**WORK TASK:** In the passage on oral bacteria and periodontitis, what kind of disease is periodontitis hypothesized to be?

╭─ SELECTED EXCERPT

Of the 40% of the bacterial species that have been cultivated, approximately 10 have been recognized to have pathogenic potential, most of which are gram-negative anaerobic bacteria that flourish in subgingival pockets such as P. gingivalis, T. denticola, F. nucleatum, and Prevotella sp. (Fig 1A) [3, 21]. Accumulation of these microbial populations within the dysbiotic community induces inflammation, causing destruction of oral tissue. This process is best exemplified by periodontitis, which is hypothesized to be a “microbial-shift disease” in which the microbial populations shift from gram-positive aerobic bacteria to gram-negative anaerobes [2, 3, 22]. Interestingly, even at low levels, P. gingivalis can cause a change in the quantity and composition of the microbial flora, resulting in an inappropriate inflammatory reaction to the normal microbiota [2]. Moreover, studies have indicated that C. albicans can exacerbate periodontitis through enhancing P. gingivalis invasion, and an increase in C. albicans colonization has been associated with severity of periodontitis [23, 24].

╰─
╭─ AVAILABLE DATA

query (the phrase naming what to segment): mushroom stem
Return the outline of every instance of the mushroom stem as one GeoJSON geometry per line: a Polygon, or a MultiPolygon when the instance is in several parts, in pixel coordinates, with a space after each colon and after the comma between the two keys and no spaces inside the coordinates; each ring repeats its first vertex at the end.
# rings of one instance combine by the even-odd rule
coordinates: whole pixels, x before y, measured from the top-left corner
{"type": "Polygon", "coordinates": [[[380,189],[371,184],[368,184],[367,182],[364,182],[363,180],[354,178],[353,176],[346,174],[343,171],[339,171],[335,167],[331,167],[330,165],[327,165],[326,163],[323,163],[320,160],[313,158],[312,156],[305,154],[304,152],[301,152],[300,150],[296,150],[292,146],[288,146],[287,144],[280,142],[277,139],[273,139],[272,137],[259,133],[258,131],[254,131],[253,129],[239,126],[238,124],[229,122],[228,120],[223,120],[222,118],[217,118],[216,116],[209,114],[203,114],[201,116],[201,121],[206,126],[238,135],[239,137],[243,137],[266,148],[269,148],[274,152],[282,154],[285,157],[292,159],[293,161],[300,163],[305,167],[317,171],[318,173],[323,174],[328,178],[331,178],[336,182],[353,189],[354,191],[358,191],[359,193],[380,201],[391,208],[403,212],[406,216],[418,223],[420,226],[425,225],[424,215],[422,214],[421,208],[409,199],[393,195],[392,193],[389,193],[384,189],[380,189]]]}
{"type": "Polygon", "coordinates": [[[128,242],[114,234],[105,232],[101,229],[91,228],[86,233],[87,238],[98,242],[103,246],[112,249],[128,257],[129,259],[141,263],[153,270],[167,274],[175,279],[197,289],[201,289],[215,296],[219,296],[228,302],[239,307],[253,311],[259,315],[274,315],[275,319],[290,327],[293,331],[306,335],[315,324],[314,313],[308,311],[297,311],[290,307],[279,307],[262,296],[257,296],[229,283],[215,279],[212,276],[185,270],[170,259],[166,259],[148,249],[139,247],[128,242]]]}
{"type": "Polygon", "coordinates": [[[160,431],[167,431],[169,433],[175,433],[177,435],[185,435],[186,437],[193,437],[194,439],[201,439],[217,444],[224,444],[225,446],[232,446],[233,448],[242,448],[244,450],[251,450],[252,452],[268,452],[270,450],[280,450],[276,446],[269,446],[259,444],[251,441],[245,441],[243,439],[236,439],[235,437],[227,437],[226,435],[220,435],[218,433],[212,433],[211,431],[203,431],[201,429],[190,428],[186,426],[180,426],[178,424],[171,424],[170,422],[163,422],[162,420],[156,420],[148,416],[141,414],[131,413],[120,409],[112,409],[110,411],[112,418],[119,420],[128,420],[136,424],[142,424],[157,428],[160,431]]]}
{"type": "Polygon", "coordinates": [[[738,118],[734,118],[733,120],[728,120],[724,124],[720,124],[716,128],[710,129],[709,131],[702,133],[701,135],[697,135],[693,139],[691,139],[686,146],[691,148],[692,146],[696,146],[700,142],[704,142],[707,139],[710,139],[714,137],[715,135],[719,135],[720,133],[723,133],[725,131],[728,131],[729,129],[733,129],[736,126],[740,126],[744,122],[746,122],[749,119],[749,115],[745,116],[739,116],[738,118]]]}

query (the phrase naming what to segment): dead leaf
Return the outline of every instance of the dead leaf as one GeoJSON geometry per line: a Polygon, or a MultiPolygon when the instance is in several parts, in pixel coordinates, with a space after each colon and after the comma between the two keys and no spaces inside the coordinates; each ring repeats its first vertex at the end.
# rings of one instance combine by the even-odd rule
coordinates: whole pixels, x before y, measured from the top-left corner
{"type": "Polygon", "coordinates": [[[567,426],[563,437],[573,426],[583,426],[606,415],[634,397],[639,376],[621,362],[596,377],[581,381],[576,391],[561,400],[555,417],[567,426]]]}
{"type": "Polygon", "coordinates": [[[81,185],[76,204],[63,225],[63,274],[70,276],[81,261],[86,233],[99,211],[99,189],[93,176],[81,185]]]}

╰─

**SOLUTION TO THE EXERCISE:** A "microbial-shift disease," in which the microbial populations shift from gram-positive aerobic bacteria to gram-negative anaerobes.